** Begin PAGE EXTRACT **

University of Oulu

Ranta, J.-P., Molnár, F., Hanski, E., & Cook, N. (2018). Epigenetic gold occurrence in a Paleoproterozoic meta-evaporitic sequence in the Rompas-Rajapalot Au system, Peräpohja belt, northern Finland. Bulletin of the Geological Society of Finland, 90(1), 69–108. https://doi.org/10.17741/bgsf/90.1.004

Epigenetic gold occurrence in a Paleoproterozoic meta-evaporitic sequence in the Rompas-Rajapalot Au system, Peräpohja belt, northern Finland

Saved in:
Author: Ranta, Jukka-Pekka1; Molnár, Ferenc2; Hanski, Eero1;
Organizations: 1Oulu Mining School, University of Oulu, P.O.BOX 3000, FI-90014, Finland
2Geological Survey of Finland, P.O. Box 96, FI-02151 Espoo, Finland
3Mawson Resources Ltd., 1305–1090 West Georgia Street Vancouver, BC V6E 3V7, Vancouver, Canada
Format: article
Version: published version
Access: open
Online Access: PDF Full Text (PDF, 4.4 MB)
Persistent link: http://urn.fi/urn:nbn:fi-fe2019062421614
Language: English
Published: The Geological Society of Finland, 2018
Publish Date: 2019-06-24
Description:

Abstract

The Rompas-Rajapalot gold prospect is located in the northern part of the Paleoproterozoic Peräpohja belt. It covers an area of at least 10 × 10 km and comprises various styles of gold mineralization ranging from localized high-grade Au pockets in uraninite- and pyrobitumen-bearing calcsilicate-carbonate-quartz veins in mafic metavolcanic rocks (Rompas area) to disseminated gold grains in Fe-Mg-rich metasediments and quartz-tourmaline-sulfide-native gold veins (Palokas area). This study deals with the petrography and mineral chemistry of the gold mineralization at Palokas, which occurs in the eastern part of the Rompas-Rajapalot prospect.

** End PAGE EXTRACT **

> _DIRECTION 1_: From the page on the Rompas-Rajapalot gold prospect, return everything from "Persistent link: http://urn.fi/urn:nbn:fi-fe2019062421614" down to "the Rompas-Rajapalot prospect.".
> _DIRECTION 2_: Name each organization listed under "Organizations:" in the page on the Rompas-Rajapalot gold prospect.
> _DIRECTION 3_: Summarize the page on the Rompas-Rajapalot gold prospect in two sentences.

** Begin DATASET EXCERPTS **

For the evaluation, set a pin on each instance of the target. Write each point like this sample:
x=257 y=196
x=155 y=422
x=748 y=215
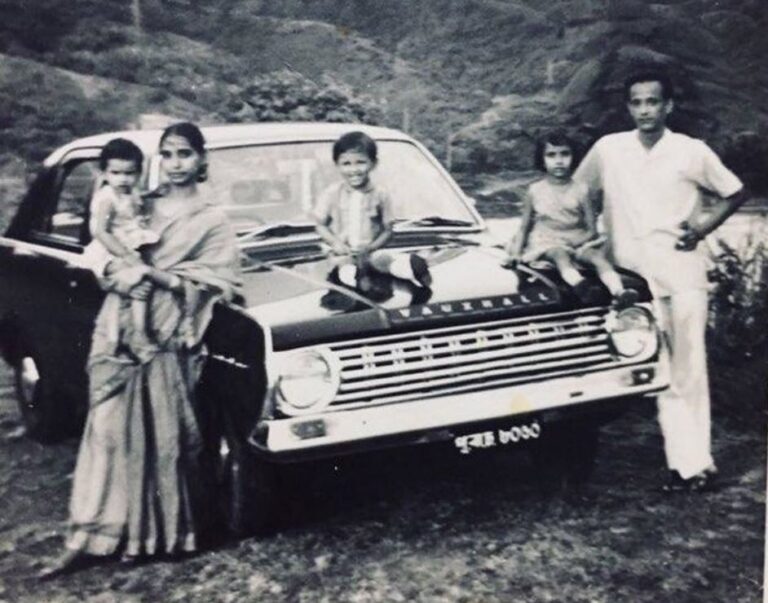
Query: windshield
x=277 y=184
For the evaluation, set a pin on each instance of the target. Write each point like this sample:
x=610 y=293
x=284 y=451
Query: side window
x=68 y=222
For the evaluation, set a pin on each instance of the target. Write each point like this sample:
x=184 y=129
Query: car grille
x=473 y=357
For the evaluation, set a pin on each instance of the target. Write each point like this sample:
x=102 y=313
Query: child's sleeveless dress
x=558 y=217
x=126 y=222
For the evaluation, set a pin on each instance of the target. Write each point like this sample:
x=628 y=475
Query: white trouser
x=684 y=412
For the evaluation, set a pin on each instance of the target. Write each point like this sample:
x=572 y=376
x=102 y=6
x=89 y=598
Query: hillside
x=477 y=80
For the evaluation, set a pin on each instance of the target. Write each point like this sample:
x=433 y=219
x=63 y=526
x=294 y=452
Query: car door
x=54 y=298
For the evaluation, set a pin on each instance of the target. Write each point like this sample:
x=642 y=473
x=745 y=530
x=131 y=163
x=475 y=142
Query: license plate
x=498 y=437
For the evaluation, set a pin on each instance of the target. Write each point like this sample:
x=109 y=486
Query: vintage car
x=306 y=366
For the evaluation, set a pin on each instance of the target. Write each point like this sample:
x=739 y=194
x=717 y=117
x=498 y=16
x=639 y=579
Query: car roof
x=235 y=134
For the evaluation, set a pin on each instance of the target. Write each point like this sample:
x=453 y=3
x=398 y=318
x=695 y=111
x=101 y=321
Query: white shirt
x=647 y=193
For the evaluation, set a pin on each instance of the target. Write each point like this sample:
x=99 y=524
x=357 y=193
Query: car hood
x=307 y=302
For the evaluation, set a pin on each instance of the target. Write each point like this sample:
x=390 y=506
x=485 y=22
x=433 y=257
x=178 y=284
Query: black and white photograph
x=367 y=301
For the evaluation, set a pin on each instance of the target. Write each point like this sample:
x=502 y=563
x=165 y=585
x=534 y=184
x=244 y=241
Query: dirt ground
x=431 y=525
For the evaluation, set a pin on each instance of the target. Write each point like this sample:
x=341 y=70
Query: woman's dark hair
x=192 y=134
x=355 y=141
x=556 y=138
x=650 y=75
x=120 y=148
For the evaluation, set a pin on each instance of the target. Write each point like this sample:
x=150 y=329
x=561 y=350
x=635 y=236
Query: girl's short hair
x=120 y=148
x=355 y=141
x=192 y=134
x=556 y=138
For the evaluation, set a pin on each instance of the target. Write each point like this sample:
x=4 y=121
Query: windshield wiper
x=436 y=221
x=269 y=231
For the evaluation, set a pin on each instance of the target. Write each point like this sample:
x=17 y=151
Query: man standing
x=651 y=179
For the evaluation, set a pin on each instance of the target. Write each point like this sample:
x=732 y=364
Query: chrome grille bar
x=433 y=362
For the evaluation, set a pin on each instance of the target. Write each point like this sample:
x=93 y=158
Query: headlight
x=632 y=332
x=307 y=381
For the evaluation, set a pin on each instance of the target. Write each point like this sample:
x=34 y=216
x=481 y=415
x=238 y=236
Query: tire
x=46 y=415
x=565 y=456
x=248 y=492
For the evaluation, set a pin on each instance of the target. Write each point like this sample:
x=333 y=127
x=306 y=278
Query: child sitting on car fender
x=355 y=218
x=559 y=224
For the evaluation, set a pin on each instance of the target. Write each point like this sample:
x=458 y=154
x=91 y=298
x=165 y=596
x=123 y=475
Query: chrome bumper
x=314 y=434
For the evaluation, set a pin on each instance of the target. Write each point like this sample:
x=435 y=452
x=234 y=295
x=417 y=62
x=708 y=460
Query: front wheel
x=566 y=455
x=248 y=491
x=46 y=416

** End DATASET EXCERPTS **

> _ANSWER 1_:
Persistent link: http://urn.fi/urn:nbn:fi-fe2019062421614
Language: English
Published: The Geological Society of Finland, 2018
Publish Date: 2019-06-24
Description:

Abstract

The Rompas-Rajapalot gold prospect is located in the northern part of the Paleoproterozoic Peräpohja belt. It covers an area of at least 10 × 10 km and comprises various styles of gold mineralization ranging from localized high-grade Au pockets in uraninite- and pyrobitumen-bearing calcsilicate-carbonate-quartz veins in mafic metavolcanic rocks (Rompas area) to disseminated gold grains in Fe-Mg-rich metasediments and quartz-tourmaline-sulfide-native gold veins (Palokas area). This study deals with the petrography and mineral chemistry of the gold mineralization at Palokas, which occurs in the eastern part of the Rompas-Rajapalot prospect.

> _ANSWER 2_:
- Oulu Mining School, University of Oulu
- Geological Survey of Finland
- Mawson Resources Ltd.

> _ANSWER 3_: The Rompas-Rajapalot gold prospect lies in the northern Paleoproterozoic Peräpohja belt, covers at least 10 × 10 km, and has gold mineralization ranging from localized high-grade pockets in veins in mafic metavolcanic rocks at Rompas to disseminated grains and quartz-tourmaline-sulfide-native gold veins at Palokas. The study covers the petrography and mineral chemistry of the Palokas mineralization in the eastern part of the prospect.